§ **Exercises**
• A. Translate this sentence from the blog post on Stephen Strasburg into Spanish: "Stephen Strasburg was the Washington Nationals’ best pitcher this spring."
• B. According to the blog post on Stephen Strasburg, how many games did Drew Storen save in his professional debut last season?

§ **Given text**
** Start **

Posts Tagged ‘Washington Nationals’

Strasburg Optioned To Double-A Harrisburg

Stephen Strasburg was the Washington Nationals’ best pitcher this spring. In nine innings, he had a 2.00 ERA (both runs coming on solo homeruns) and a 12-to-1 strikeout to walk ratio.

Despite that, and a recent outing in which he struck out eight Cardinals in four innings, the Nationals optioned Strasburg to Double-A Harrisburg on Saturday.  There are two possible reasons as to why: one, starting him in the minors and keeping him there for awhile delays his arbitration and saves money in the long run, and two, getting him a few professional starts in the relative quiet of the Eastern League will allow him to gain experience and work on his weaknesses before being unleashed on the National League.

About two weeks ago, I wondered about Harrisburg’s schedule should Strasburg end up there. Here are the road dates again through the end of June:

April 8-11 @ Altoona
April 12-14 @ Bowie
April 22-25 @ New Britain
April 26-28 @ Reading
May 10-12 @ Altoona
May 21-23 @ Akron
May 28-31 @ Erie
June 1-3 @ Richmond
June 8-10 @ Altoona
June 15-17 @ New Britain
June 18-20 @ Bowie
June 28-30 @ Portland

Will I be watching the matchups and considering a trip to New Britain in April (it’s only 2 1/2 hours away)? Sure, why not? I could probably get to two of the four games if need be, so it can’t be ruled out. Aside from that, the people of Harrisburg will have something to look forward to for at least a few weeks.

Strasburg might be joined in Harrisburg by fellow first-round pick Drew Storen.  Storen was also sent to minor league camp on Saturday, but the news report didn’t say where he would begin.  In his professional debut last season, Storen saved nine games in ten appearances for the Senators after stops at Hagerstown (Low A) and Potomac (High A).

Seeing Strasburg and Paying the Cost

Sorry I am little late in writing this, but did you know The Battle of New Orleans took place two weeks after The War of 1812 ended?

What do you mean, that was 200 years ago?

Last Sunday on a gorgeous day in sunny Viera, Florida, I saw “The Next BIG Thing” Stephen Strasburg make his second spring start as the Nationals squared off against the St. Louis Cardinals. I was impressed as were the Cardinals.

To be honest, I was a bit surprised by Strasburg’s wind-up. Having never seen him pitch before, I pictured him as more of a straight up and down, standing tall pitcher – a la Mark Prior – but his wind-up reminded me a bit of David Cone, except with only one arm angle.

Unfortunately, the Capital City Messiah only pitched three innings. Then the Nationals featured a litany of has-beens, never-will-bes, and future insurance salesmen. The only names I recognized were Livan Hernandez and Ron Villone.

Of course, the Nationals lost.

Fortunately for me, I didn’t mind. As cliche as this sounds, I was there to have a good time. I met up with fellow BusLeagues writer Will, made friends with the Nats Tiki, heckled Mitchell Boggs of the Cardinals, saw former Mets manager Davey Johnson (now working with the Nationals in some capacity), bought a cheeseburger, almost met Mark Zuckerman of NatsInsider.com, talked blues with a random stranger, and saw people wearing some awesome jerseys, to include a Don Drysdale, an Ozzie Smith, a George Foster, a Johnny Bench, and one that just said “Funk”.

Unfortunately (yes, again), my day at the ballpark almost didn’t happen. Even though I was told there were plenty of seats inside Space Coast Stadium, there were no tickets being sold outside the ballpark.

** End **

§ **Record extracts**

** Start **

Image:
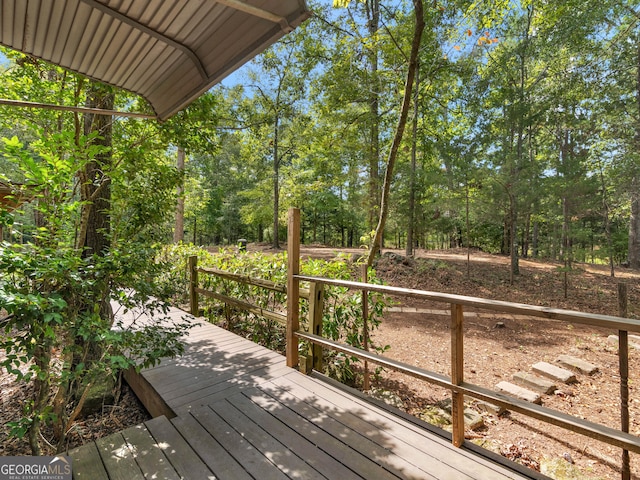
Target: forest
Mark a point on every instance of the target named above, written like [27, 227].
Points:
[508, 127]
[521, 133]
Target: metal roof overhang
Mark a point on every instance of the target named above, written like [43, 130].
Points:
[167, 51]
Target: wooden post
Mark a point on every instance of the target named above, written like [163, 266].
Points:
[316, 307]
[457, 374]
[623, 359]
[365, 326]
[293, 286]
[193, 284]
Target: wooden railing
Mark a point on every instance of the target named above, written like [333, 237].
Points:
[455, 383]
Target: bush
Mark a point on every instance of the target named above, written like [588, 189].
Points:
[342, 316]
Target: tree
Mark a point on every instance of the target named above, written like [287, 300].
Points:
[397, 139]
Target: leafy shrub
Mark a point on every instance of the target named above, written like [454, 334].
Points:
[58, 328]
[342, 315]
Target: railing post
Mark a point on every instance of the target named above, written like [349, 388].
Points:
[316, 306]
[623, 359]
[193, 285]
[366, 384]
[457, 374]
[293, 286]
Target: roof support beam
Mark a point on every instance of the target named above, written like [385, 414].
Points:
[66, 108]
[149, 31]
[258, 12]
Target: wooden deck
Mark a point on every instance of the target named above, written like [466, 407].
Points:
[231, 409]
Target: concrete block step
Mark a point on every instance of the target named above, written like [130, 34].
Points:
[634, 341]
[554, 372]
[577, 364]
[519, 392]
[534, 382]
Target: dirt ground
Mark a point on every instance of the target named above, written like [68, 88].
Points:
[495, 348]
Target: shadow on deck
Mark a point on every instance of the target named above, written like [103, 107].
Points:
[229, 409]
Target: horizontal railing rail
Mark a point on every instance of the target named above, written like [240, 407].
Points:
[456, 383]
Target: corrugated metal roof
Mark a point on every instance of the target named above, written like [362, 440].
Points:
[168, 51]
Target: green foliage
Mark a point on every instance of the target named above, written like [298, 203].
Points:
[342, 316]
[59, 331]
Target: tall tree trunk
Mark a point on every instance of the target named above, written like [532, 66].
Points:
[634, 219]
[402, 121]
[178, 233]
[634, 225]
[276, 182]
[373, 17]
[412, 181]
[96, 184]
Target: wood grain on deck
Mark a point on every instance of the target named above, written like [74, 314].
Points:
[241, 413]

** End **
** Start **

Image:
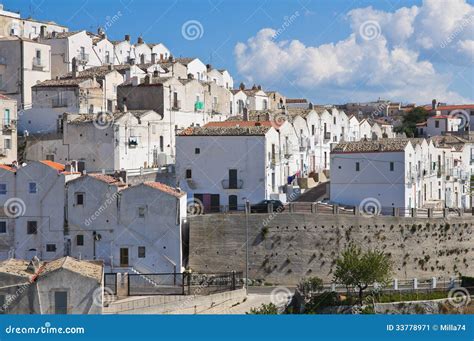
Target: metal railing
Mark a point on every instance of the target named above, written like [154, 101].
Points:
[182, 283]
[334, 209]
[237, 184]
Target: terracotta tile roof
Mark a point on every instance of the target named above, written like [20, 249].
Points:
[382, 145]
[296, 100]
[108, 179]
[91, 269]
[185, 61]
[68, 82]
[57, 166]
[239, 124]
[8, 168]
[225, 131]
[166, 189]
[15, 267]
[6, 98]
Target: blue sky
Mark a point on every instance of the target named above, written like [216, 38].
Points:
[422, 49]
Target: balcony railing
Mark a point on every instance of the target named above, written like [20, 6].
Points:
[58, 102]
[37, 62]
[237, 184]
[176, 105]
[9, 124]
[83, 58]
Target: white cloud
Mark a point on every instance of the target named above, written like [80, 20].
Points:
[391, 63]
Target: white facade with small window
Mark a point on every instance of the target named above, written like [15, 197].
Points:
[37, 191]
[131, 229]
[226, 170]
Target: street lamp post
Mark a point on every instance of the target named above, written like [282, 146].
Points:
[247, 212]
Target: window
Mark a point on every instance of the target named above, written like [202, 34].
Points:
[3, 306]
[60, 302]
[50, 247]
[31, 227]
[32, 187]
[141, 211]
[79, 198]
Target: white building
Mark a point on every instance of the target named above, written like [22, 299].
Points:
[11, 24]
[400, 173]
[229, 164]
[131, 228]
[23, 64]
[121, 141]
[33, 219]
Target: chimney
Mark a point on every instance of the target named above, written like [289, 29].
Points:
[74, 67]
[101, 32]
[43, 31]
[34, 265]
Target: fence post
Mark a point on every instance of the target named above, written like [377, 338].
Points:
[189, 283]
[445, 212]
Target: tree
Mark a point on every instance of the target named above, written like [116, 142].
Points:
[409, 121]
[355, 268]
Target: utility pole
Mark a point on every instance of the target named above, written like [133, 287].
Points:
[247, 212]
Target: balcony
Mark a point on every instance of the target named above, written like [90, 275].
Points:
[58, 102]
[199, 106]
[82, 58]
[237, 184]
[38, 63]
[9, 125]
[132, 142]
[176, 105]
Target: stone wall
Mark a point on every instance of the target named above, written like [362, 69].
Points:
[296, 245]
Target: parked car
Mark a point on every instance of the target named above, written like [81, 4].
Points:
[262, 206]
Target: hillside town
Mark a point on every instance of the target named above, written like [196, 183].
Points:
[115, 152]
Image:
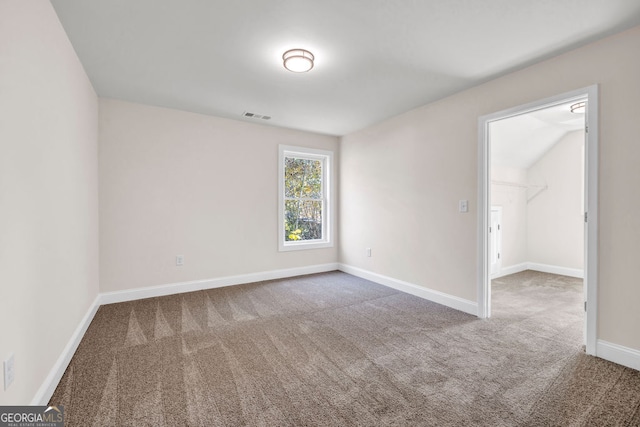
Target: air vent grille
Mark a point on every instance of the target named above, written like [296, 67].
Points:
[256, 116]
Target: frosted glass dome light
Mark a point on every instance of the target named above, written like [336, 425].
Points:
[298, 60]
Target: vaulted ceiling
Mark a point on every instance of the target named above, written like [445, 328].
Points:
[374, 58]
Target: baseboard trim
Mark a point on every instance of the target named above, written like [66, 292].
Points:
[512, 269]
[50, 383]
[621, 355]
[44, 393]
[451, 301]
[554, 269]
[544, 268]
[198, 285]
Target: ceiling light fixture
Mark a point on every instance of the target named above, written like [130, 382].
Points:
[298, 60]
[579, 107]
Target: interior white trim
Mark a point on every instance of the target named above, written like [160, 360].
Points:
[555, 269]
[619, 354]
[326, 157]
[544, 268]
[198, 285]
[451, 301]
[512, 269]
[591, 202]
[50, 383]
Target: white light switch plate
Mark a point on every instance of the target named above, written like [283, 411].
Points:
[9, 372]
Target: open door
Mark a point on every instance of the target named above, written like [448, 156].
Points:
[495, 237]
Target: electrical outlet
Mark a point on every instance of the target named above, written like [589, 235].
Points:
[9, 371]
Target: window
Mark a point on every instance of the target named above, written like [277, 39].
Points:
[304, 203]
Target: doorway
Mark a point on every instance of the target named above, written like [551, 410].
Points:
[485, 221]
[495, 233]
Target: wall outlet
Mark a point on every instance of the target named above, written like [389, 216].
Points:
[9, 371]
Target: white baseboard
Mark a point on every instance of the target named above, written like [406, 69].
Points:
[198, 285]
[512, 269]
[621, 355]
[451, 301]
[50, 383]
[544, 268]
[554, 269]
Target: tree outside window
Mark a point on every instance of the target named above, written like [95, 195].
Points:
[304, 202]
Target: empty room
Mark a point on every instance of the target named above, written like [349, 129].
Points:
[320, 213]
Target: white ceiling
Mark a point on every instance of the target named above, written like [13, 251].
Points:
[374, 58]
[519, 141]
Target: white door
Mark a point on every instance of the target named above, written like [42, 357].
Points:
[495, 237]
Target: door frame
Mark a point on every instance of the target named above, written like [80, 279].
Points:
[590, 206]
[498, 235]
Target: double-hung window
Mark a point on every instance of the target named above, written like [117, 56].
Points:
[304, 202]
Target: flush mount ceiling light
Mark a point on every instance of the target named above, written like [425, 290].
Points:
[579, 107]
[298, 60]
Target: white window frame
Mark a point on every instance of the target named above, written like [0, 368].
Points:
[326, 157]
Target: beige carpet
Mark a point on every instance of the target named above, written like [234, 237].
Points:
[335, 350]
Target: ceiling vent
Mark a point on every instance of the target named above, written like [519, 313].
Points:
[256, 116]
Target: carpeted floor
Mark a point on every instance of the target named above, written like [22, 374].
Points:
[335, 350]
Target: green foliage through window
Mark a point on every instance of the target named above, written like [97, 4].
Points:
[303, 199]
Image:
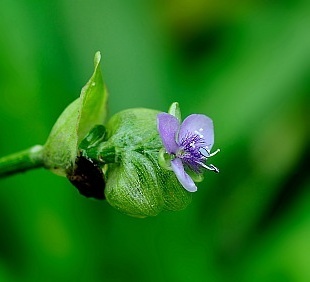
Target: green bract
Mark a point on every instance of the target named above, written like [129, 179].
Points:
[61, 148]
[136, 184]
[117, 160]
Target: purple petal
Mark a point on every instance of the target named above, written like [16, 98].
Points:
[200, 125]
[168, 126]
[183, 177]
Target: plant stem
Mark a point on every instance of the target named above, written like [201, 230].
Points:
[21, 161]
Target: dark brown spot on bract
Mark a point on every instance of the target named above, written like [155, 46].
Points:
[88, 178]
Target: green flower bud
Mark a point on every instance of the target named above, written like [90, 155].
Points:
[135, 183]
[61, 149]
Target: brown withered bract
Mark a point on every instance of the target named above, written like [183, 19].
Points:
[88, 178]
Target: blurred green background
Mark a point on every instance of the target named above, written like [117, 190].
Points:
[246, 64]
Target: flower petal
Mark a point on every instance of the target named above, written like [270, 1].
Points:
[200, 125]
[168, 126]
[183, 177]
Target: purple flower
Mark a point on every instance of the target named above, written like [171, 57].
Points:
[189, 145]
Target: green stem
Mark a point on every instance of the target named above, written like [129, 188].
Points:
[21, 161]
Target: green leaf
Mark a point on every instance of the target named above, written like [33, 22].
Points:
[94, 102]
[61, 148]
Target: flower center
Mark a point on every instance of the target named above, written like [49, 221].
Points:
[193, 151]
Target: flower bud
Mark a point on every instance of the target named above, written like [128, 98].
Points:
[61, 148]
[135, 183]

** End **
** Start **

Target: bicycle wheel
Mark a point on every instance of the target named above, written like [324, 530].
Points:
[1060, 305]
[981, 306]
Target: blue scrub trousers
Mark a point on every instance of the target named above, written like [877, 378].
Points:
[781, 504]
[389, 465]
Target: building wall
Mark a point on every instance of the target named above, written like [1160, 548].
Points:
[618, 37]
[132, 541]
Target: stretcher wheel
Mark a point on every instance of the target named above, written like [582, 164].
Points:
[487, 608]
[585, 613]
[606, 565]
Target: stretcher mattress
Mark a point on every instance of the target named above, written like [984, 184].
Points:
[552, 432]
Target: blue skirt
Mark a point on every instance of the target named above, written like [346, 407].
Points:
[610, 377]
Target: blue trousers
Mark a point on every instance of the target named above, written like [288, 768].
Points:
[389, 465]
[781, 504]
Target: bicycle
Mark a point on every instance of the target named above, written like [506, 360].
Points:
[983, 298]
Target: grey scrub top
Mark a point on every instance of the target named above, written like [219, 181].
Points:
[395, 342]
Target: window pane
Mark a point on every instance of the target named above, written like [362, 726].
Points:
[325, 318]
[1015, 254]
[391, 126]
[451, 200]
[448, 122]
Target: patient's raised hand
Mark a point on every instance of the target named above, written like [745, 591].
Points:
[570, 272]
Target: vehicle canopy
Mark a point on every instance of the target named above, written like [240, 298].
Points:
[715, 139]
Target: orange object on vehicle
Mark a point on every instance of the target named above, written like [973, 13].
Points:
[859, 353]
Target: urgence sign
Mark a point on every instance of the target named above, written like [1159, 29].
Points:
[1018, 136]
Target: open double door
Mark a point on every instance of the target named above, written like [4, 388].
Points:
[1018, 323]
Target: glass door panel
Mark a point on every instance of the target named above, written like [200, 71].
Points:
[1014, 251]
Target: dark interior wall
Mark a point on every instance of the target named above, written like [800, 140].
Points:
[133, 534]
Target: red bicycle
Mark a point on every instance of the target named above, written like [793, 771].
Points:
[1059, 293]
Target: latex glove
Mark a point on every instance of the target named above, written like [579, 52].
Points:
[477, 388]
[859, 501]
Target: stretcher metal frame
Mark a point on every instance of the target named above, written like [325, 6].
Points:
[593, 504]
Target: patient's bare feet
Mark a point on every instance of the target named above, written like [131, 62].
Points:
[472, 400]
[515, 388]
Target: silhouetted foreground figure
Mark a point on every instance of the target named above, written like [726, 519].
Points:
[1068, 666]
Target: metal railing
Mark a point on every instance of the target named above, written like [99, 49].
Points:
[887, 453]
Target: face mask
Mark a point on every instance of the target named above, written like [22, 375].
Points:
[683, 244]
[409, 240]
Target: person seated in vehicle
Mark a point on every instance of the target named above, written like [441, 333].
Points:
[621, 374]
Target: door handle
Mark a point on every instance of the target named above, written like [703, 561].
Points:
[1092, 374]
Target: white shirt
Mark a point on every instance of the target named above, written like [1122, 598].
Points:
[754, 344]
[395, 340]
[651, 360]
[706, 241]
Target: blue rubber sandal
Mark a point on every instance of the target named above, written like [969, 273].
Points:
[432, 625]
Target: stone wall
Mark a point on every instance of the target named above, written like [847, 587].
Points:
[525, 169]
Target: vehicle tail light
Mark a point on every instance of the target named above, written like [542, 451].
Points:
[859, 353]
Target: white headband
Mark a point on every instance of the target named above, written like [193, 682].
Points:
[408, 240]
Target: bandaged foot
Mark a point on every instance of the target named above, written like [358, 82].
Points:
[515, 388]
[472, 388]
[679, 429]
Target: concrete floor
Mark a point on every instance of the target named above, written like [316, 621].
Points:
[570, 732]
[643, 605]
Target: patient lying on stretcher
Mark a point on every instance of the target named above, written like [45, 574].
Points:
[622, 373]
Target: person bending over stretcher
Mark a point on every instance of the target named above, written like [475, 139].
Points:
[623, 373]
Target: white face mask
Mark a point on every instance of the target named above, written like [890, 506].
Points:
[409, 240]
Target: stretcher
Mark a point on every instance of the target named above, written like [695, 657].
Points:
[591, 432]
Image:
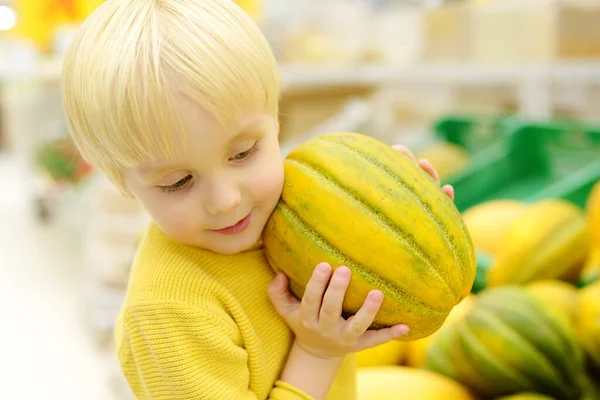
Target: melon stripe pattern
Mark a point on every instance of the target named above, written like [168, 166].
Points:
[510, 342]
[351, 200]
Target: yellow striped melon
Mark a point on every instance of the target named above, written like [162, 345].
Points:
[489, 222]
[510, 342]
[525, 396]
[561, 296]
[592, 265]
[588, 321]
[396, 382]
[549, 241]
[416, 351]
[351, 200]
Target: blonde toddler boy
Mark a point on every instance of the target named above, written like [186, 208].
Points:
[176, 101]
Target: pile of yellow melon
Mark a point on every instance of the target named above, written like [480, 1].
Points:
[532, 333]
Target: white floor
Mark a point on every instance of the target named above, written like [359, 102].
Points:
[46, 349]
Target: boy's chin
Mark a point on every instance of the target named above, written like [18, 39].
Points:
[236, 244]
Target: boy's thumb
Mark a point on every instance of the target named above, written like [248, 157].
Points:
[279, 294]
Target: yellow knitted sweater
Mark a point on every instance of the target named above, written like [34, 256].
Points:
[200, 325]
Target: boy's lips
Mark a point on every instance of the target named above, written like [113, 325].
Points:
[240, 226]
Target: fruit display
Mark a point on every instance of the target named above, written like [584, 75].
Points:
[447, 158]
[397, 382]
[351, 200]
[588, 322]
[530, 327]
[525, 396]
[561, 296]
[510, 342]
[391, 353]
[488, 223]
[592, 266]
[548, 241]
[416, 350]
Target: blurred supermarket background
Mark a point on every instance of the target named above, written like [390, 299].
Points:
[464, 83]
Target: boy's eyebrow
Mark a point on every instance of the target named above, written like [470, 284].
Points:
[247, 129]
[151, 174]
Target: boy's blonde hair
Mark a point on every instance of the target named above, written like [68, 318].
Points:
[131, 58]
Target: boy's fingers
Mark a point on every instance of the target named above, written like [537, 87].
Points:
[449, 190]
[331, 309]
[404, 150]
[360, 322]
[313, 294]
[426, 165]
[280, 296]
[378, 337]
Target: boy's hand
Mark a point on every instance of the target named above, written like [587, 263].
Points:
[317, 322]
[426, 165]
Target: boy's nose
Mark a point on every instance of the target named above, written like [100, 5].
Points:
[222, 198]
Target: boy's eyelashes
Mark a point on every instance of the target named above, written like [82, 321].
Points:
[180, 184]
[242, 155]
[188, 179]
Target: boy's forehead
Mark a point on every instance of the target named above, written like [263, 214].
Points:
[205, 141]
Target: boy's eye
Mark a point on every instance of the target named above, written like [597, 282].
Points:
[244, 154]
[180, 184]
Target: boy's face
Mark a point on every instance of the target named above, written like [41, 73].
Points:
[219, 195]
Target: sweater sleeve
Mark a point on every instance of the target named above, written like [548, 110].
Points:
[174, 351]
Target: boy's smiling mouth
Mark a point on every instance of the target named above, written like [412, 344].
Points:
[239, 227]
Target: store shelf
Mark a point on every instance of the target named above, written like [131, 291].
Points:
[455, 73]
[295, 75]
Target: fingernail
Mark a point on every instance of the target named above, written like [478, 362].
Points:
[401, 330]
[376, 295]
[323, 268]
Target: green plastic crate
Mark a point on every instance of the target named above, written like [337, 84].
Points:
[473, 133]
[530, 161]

** End **

§ **Results of the exercise**
• A. Stephen Strasburg fue el mejor lanzador de los Washington Nationals esta primavera.

• B. Nine games, in ten appearances for the Senators.